Description of the task:
Set down exactly the lines in the records below that run from the line with "Target: red door" to the line with "Mark one point on every instance of the black suv", inclusive, and nothing more.

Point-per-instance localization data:
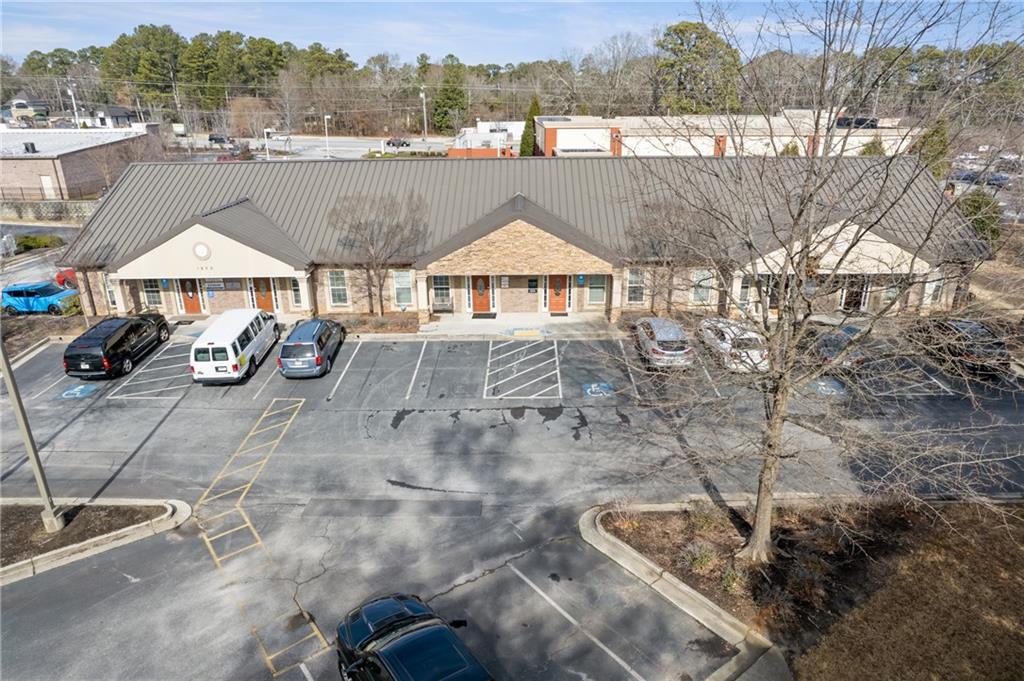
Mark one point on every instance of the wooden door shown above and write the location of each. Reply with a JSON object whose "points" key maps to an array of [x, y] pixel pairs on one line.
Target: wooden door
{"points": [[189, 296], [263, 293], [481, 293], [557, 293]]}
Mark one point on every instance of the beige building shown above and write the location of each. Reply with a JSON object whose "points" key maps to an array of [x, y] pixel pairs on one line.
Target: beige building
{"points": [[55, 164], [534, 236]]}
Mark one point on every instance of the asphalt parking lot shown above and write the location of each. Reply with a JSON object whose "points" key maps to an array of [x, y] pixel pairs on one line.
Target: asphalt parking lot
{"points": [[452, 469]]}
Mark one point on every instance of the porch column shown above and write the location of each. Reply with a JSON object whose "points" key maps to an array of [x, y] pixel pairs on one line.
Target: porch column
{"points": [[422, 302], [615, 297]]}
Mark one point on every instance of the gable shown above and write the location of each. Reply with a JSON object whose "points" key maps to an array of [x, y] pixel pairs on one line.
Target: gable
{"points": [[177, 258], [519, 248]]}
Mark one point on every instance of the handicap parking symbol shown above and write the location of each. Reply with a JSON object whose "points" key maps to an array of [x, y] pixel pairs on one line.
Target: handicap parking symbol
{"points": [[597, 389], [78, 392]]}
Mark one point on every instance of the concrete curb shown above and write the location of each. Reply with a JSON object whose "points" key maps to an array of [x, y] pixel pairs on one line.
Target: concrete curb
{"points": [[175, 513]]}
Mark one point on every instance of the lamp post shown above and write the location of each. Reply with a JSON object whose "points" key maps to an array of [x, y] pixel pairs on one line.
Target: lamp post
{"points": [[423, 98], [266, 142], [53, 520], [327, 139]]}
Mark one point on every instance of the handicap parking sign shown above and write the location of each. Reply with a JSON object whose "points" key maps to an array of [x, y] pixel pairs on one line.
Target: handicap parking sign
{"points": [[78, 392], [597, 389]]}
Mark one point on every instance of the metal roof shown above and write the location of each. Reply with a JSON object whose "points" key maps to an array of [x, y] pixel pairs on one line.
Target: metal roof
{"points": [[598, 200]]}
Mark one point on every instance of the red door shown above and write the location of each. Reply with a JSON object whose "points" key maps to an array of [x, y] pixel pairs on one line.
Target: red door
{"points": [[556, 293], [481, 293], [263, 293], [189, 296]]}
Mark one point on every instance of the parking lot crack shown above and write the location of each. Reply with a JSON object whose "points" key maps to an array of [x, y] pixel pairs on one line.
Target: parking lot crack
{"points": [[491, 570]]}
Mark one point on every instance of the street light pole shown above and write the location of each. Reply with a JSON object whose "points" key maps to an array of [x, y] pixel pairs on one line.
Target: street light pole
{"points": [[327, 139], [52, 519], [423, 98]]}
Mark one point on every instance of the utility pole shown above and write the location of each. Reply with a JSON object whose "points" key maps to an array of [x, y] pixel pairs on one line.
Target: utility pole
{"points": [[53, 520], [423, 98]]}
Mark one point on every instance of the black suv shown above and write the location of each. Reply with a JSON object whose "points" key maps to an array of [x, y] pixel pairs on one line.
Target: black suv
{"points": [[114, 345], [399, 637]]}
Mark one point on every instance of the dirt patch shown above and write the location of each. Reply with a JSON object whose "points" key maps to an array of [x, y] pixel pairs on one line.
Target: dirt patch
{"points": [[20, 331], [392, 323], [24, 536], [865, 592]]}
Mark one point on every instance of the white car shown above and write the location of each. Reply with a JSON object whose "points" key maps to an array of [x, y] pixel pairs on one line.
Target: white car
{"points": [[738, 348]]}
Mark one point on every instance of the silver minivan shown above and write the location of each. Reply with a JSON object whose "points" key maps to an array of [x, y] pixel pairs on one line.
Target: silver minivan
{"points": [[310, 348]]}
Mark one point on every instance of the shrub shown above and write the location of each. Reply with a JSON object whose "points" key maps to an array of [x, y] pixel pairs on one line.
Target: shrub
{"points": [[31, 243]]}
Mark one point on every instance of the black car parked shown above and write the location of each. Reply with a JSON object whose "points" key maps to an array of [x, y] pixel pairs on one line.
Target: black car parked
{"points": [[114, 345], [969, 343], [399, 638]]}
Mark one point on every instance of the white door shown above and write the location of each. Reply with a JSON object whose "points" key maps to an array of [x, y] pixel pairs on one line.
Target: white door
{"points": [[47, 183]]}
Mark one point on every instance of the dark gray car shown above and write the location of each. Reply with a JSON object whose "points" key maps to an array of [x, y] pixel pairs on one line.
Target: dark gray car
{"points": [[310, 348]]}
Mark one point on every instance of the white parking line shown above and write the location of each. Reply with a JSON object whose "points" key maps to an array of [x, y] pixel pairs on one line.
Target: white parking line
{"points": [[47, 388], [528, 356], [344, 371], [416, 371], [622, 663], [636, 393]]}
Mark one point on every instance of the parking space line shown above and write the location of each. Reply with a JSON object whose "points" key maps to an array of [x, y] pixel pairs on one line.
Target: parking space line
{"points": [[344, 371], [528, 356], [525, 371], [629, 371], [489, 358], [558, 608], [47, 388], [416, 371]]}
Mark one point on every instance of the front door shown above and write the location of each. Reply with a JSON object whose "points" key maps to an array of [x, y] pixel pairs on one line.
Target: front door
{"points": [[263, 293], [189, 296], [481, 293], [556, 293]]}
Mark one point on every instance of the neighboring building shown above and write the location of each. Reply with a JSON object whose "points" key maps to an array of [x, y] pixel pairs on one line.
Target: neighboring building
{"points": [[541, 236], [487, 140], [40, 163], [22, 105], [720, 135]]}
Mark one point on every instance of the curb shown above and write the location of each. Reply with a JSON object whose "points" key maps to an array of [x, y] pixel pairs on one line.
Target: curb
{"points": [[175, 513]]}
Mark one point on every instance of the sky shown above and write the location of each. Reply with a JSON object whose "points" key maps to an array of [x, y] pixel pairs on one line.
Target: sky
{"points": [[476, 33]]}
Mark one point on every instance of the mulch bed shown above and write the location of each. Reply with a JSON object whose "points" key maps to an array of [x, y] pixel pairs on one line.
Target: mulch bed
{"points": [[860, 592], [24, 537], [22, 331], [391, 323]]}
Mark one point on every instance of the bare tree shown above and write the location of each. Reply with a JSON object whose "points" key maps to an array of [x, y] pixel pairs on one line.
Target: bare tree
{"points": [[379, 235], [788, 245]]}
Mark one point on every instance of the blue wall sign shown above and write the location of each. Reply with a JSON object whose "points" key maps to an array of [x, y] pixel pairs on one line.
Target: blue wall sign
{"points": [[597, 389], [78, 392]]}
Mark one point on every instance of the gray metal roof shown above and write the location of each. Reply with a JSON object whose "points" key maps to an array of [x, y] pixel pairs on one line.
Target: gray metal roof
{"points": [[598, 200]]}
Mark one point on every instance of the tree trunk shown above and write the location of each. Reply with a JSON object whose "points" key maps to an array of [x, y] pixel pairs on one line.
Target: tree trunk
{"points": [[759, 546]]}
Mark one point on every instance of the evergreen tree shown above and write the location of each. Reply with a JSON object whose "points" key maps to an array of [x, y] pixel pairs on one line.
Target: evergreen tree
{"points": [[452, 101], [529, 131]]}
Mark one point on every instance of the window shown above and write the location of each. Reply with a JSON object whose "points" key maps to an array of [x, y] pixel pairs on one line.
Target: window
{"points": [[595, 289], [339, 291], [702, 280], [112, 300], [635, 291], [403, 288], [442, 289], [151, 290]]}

---

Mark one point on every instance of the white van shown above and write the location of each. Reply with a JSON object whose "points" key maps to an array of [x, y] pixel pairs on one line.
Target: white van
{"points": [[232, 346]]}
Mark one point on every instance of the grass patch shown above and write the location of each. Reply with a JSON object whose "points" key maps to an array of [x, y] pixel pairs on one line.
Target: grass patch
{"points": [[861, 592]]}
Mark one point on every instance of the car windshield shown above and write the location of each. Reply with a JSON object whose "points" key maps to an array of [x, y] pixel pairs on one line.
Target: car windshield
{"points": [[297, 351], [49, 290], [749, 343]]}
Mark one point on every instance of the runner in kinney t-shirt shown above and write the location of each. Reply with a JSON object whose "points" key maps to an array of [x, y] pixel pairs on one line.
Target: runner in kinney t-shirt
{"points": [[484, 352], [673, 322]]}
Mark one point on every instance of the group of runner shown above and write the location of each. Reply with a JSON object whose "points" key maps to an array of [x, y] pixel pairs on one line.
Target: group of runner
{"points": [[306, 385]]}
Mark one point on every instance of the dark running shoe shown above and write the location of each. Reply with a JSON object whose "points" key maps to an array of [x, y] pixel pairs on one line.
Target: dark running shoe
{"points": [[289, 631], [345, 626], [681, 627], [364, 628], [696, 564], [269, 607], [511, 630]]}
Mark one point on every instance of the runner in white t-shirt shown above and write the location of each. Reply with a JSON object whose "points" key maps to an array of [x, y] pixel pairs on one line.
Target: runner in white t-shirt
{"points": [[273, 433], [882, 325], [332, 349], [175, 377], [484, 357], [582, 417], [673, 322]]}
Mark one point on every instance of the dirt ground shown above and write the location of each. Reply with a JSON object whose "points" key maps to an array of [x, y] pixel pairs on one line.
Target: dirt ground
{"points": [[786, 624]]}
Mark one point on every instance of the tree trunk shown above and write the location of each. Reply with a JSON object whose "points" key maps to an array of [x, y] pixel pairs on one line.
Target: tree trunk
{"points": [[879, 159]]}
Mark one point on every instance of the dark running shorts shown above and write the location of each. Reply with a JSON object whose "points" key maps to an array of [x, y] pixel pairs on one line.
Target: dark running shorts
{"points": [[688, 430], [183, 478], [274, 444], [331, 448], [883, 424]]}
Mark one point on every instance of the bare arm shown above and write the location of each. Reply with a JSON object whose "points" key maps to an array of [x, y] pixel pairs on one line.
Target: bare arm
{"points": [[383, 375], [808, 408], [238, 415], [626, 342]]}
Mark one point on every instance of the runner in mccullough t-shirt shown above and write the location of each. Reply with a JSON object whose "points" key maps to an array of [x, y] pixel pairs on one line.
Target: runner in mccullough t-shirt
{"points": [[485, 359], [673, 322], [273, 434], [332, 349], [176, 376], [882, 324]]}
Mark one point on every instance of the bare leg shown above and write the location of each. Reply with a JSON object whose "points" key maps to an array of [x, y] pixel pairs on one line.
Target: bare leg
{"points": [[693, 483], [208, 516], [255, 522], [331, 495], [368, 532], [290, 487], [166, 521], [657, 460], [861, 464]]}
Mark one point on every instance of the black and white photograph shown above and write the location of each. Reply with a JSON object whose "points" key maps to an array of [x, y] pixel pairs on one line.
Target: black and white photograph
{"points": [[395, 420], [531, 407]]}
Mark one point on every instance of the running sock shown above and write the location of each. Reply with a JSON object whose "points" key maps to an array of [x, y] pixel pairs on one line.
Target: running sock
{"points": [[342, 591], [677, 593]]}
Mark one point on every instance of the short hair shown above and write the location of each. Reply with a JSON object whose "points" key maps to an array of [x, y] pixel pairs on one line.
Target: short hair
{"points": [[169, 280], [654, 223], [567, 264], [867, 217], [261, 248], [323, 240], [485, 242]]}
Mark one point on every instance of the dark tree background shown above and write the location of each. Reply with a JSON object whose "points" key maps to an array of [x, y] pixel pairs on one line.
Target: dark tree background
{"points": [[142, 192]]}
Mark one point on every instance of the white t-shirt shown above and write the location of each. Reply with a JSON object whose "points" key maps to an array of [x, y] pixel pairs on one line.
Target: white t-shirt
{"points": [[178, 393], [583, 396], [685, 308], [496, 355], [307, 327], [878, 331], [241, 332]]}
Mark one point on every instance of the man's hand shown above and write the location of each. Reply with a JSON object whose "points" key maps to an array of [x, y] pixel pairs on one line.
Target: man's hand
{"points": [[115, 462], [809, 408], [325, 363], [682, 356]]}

--

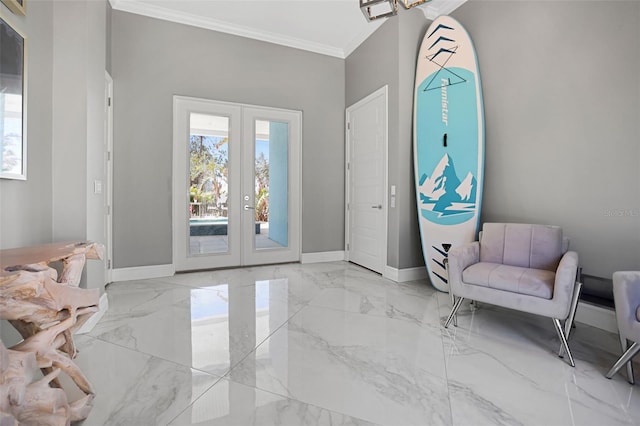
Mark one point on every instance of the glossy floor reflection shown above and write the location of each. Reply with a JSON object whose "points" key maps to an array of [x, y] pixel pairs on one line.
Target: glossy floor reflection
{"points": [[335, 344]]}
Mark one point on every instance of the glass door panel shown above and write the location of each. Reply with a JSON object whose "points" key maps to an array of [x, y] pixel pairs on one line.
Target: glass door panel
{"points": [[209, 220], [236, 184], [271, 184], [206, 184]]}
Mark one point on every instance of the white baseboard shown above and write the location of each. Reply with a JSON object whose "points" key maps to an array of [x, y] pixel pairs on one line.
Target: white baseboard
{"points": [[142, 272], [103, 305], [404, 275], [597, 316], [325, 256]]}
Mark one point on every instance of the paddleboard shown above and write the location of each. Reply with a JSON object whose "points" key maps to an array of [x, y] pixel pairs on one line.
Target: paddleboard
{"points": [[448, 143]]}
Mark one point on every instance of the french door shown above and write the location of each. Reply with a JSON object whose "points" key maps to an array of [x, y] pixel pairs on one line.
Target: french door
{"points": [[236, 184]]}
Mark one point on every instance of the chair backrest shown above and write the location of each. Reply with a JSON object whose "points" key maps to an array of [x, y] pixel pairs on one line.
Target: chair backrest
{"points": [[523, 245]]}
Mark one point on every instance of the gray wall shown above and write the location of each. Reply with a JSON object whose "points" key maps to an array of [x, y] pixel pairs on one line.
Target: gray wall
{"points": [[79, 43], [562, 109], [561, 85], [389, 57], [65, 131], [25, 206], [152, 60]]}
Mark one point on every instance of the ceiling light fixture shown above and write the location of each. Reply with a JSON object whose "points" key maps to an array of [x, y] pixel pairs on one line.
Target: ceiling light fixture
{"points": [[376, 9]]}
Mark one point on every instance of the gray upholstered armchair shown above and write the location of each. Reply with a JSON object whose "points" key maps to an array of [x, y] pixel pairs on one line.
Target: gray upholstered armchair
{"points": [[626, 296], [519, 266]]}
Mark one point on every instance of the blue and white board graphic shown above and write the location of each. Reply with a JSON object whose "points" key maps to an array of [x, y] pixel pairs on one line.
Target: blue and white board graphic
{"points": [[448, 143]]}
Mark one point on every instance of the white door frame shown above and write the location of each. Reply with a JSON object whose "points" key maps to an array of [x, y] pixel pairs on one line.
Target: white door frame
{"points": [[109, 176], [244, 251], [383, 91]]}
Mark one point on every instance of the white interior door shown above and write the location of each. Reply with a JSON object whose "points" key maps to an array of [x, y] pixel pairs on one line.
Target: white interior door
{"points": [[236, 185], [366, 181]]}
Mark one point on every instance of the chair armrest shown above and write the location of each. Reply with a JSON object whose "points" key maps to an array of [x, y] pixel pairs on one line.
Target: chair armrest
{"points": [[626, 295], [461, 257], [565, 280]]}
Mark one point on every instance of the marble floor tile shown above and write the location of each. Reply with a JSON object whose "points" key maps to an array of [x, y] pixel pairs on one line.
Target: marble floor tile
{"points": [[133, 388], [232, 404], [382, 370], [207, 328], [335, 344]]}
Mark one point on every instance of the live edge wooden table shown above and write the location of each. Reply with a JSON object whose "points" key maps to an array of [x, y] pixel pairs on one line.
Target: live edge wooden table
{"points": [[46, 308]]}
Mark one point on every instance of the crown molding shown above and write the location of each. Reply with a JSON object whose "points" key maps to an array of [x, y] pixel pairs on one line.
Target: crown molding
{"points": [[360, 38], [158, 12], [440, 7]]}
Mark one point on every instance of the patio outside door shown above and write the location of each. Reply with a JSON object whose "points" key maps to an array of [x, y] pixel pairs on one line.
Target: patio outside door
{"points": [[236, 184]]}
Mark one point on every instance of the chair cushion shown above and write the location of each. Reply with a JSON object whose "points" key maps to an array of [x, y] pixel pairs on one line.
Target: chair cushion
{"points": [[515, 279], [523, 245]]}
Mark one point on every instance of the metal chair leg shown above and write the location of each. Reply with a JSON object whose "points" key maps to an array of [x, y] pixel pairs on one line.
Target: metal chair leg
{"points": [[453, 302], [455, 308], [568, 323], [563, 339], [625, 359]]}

Response area:
Target: red door
{"points": [[556, 293], [481, 293], [263, 293], [189, 296]]}
Mark one point on every instance of the parking lot crack shown above and write the location of each. Reply with a JSON object whose "points" key maps to an array of [x, y] pixel pairs on one line.
Target: parking lot crack
{"points": [[491, 570]]}
Mark one point on every instance of the street light pole shown above and write the location of each. Reply with a JSON object whose "points" key maps to an array of [x, y] pixel pairs on one line.
Target: street light pole
{"points": [[327, 139], [52, 519], [423, 98]]}
Mark one point on every instance of the utility pole shown above and write the location of each. Reply with a JSON object whose "points" key maps to an array of [x, y] pixel pairs on one line.
Target: utility pole
{"points": [[53, 520], [423, 98]]}
Mark one point on every instance of the black suv shown above and write the location of each. Reply with a JSON object whose "points" key maps to an array of [x, y] pixel pairs on one line.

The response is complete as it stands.